### Set exercise a
Reproduce word for word everything from "They were bad" down to "engaged? There is Mr." in the theater review below.

### Supplied text
§

They were bad enough when the WOODS and BROUGH were to be supported,
but infinitely worse now. There are singers enough in the country
to make up this deficiency. Why are they not engaged? There is Mr.
BROUGH for the 'Basils,' Mr. LATHAM for the 'Figaros;' there is Mr.
HORN, who _can sing_, if he cannot _act_ the 'Elvinos'; and surely
an 'Almaviva' and a 'Hawthorn' might be found, to fill the places
of those who now disgrace these characters at the Park. With two
or three exceptions, (and among them, in justice, we must name Mr.
HAYDEN,) the most exquisite music is played by an admirable orchestra
to no better purpose than to show the sad deficiency of the singers.
Of Mde. Caradori Allan's performance of the 'Somnambulist,' we are
not prepared to speak fully; as, in consequence of the early hour
at which this Magazine is put to press, we have, 'at this present
writing,' only seen her first appearance in the character; when,
from over-exertion, perhaps, in the second act, she was unable to go
through with the third as satisfactorily as we may hope practice will
enable her to do hereafter.

       *       *       *       *       *

THE NATIONAL THEATRE, under its present management, is second to
none in the United States in the varied talent and efficiency of
its acting company, in scenic effect, general good order, the
attraction and excellence of its entertainments, and the number and
respectability of its audiences. It has uncommon materials for either
tragedy, comedy, or opera. 'Macbeth' and 'Othello,' for example,
the 'School for Scandal,' 'Cure for the Heart-ache,' etc., could
not probably be produced more effectively in any particular, even
at Drury Lane. Othello, especially, with J. W. WALLACK, VANDENHOFF,
BROWNE, ABBOTT, Miss WHEATLEY, and Mrs. SEFTON, in the principal
characters, is really a rare treat. It is so much like SHAKSPEARE's
Othello, that we think even the great bard himself would recognise
it; which is more than can be said of most portraitures of his
splendid creations. In 'Macbeth,' too, we opine that Mr. Vandenhoff
is scarcely excelled, even by Macready--still less by any other
living tragedian; and at neither of the two great London theatres,
where we saw Macready in this character about a year since, was the
play otherwise better done than at the National. In his personations
of Hamlet, Iago, and Cato, Mr. Vandenhoff is also preeminently great,
if not unequalled. He has strongly confirmed his reputation as an
artist of the first order in his profession, and he is, moreover,
as we are assured by those who know him, a gentleman of sterling
acquirements, and unassuming worth. In person, he is of medium
height, with an intellectual and expressive face, and a voice at once
pleasing and powerful. An emphasis sometimes rather too _drawling_,
is the only exception we can make to his usually chaste and judicious
elocution.

§

### Supplied data
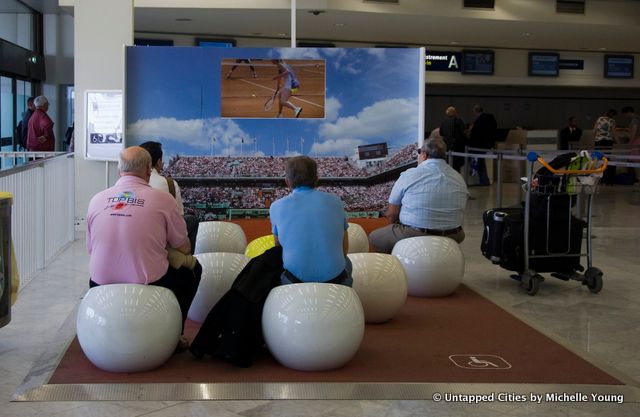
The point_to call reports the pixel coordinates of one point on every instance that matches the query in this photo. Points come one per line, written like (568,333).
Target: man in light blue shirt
(311,226)
(427,200)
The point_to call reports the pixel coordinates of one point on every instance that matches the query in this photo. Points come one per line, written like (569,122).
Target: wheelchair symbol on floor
(479,361)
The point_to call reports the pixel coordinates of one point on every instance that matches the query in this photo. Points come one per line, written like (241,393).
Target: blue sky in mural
(172,96)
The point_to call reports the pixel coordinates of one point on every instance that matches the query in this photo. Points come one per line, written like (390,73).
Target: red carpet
(415,346)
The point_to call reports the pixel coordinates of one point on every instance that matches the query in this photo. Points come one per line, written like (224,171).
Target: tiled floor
(605,327)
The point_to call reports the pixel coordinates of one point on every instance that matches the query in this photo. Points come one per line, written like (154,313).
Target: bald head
(135,161)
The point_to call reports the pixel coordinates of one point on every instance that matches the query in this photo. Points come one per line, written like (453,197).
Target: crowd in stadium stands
(268,166)
(355,197)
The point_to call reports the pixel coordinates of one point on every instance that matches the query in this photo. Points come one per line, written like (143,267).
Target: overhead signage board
(104,138)
(443,61)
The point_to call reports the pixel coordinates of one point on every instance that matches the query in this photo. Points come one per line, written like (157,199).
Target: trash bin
(5,258)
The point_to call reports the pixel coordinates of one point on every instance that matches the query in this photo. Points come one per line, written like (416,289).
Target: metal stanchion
(499,180)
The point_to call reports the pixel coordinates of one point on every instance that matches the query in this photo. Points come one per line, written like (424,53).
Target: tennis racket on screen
(269,103)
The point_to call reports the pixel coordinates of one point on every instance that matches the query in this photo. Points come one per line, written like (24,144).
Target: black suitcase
(493,231)
(503,242)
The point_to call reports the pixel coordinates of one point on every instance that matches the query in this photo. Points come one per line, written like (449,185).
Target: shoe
(183,344)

§

### Set exercise b
List every line in the records above that contains the string "blue".

### Exercise solution a
They were bad enough when the WOODS and BROUGH were to be supported,
but infinitely worse now. There are singers enough in the country
to make up this deficiency. Why are they not engaged? There is Mr.

### Exercise solution b
Target: man in light blue shirt
Target: blue sky in mural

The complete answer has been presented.